(Goal of the exercise): Count how many lines in the records below contain the string "tank", treating uppercase and lowercase letters as different. Reply with only the number.
- - - - -
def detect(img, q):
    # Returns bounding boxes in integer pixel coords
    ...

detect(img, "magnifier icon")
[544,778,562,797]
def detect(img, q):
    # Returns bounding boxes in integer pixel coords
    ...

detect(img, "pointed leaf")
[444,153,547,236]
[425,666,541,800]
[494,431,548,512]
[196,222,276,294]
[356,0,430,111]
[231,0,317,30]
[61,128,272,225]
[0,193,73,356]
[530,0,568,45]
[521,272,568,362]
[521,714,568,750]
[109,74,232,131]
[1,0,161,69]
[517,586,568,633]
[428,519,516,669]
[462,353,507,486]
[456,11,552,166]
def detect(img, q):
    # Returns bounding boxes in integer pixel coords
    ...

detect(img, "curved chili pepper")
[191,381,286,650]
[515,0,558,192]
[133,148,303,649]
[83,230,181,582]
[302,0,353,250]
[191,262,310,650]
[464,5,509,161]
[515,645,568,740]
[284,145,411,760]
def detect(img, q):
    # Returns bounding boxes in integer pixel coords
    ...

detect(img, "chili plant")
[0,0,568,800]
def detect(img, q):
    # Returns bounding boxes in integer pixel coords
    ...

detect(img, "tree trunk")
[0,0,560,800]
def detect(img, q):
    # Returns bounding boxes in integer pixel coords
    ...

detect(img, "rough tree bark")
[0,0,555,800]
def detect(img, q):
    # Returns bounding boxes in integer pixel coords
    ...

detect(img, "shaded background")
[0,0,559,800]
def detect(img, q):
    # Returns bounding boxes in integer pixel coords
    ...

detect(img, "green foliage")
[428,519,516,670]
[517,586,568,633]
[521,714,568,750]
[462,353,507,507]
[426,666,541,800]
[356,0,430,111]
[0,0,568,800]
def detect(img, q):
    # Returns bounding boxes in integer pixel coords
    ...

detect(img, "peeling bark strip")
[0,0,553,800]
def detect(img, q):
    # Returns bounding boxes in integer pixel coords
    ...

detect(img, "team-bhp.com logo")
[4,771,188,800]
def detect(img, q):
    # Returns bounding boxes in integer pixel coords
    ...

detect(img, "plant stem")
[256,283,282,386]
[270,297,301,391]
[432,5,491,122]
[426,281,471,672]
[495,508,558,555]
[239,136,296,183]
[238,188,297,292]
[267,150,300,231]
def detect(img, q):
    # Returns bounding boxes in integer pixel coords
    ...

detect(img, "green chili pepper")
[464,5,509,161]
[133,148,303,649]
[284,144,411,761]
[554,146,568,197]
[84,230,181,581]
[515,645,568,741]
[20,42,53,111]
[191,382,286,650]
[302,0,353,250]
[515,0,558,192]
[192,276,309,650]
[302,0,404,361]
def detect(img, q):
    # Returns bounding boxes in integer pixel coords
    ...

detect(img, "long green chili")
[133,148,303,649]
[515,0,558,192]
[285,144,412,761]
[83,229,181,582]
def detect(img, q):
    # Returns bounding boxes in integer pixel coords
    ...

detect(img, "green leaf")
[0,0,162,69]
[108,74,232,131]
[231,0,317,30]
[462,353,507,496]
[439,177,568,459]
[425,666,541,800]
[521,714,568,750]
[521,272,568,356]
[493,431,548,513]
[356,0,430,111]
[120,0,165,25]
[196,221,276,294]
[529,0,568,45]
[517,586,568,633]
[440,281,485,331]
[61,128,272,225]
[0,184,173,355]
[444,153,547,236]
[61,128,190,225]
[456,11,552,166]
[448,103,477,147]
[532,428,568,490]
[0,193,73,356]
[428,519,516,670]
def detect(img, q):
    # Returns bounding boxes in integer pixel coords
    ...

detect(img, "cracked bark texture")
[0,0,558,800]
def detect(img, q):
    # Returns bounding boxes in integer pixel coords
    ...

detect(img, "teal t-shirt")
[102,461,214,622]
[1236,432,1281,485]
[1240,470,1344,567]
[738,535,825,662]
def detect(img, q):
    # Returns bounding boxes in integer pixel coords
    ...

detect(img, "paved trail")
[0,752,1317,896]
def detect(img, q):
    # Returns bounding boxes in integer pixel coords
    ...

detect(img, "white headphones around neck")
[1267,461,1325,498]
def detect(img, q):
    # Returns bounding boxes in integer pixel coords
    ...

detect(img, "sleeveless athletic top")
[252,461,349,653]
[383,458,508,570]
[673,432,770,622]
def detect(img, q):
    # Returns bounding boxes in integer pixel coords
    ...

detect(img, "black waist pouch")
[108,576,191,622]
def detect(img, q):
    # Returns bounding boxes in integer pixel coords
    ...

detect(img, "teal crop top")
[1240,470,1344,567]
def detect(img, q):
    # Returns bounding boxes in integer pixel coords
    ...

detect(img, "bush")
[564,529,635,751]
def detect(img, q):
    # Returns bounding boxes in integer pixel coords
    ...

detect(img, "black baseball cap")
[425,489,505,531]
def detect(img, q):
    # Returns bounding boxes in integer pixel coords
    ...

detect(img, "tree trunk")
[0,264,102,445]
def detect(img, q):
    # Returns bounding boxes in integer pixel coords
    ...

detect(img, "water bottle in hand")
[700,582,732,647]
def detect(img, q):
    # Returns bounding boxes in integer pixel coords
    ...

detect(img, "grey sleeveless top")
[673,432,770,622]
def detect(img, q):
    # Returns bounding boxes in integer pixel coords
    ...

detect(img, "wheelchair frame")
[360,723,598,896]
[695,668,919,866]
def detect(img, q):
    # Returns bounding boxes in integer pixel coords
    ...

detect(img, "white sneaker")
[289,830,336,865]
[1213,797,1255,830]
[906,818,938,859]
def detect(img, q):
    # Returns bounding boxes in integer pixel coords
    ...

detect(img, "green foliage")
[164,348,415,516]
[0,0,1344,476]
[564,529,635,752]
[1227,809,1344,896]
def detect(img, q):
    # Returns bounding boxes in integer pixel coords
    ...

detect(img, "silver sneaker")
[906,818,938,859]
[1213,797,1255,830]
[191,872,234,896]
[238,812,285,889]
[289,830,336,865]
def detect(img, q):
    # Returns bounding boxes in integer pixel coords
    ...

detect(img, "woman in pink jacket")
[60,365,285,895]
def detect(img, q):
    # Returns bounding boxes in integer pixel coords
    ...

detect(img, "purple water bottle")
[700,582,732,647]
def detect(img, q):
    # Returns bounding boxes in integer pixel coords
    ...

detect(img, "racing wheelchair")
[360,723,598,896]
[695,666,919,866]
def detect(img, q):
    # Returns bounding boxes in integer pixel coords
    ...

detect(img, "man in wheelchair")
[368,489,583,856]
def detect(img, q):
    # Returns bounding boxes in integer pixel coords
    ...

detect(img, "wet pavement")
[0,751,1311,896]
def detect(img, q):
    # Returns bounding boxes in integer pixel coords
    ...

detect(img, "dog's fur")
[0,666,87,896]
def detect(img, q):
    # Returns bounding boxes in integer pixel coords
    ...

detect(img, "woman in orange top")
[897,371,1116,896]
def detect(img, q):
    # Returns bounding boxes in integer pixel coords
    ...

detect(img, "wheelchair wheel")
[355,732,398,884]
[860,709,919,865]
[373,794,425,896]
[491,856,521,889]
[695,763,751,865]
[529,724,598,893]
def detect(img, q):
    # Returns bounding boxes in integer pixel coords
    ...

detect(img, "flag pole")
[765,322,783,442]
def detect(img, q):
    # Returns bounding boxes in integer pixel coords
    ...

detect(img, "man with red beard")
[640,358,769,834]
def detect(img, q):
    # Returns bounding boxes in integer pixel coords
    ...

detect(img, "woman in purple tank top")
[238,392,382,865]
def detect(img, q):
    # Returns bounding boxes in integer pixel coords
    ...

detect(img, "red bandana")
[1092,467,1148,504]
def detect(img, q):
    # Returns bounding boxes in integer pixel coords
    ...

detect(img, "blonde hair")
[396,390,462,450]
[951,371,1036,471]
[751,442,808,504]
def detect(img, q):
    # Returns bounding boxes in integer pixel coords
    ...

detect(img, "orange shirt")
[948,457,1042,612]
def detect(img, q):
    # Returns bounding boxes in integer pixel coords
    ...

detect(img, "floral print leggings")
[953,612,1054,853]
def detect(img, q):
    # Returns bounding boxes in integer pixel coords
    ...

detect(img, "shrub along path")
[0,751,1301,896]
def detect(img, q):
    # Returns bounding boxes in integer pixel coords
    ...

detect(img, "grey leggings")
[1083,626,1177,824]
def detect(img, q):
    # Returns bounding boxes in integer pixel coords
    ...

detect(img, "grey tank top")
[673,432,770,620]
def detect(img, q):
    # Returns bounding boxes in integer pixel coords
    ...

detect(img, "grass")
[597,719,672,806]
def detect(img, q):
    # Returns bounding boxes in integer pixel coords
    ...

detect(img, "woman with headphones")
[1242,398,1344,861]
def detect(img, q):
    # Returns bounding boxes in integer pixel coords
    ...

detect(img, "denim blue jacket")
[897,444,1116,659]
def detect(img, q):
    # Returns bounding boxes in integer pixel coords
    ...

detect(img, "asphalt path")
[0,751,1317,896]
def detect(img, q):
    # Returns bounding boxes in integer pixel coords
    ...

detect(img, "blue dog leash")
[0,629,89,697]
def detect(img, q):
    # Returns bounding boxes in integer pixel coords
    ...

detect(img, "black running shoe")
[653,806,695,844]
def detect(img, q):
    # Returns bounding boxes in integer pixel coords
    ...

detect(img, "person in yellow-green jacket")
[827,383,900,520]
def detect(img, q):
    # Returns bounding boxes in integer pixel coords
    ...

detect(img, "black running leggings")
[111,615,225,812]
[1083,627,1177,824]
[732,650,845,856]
- - - - -
(Exercise output): 2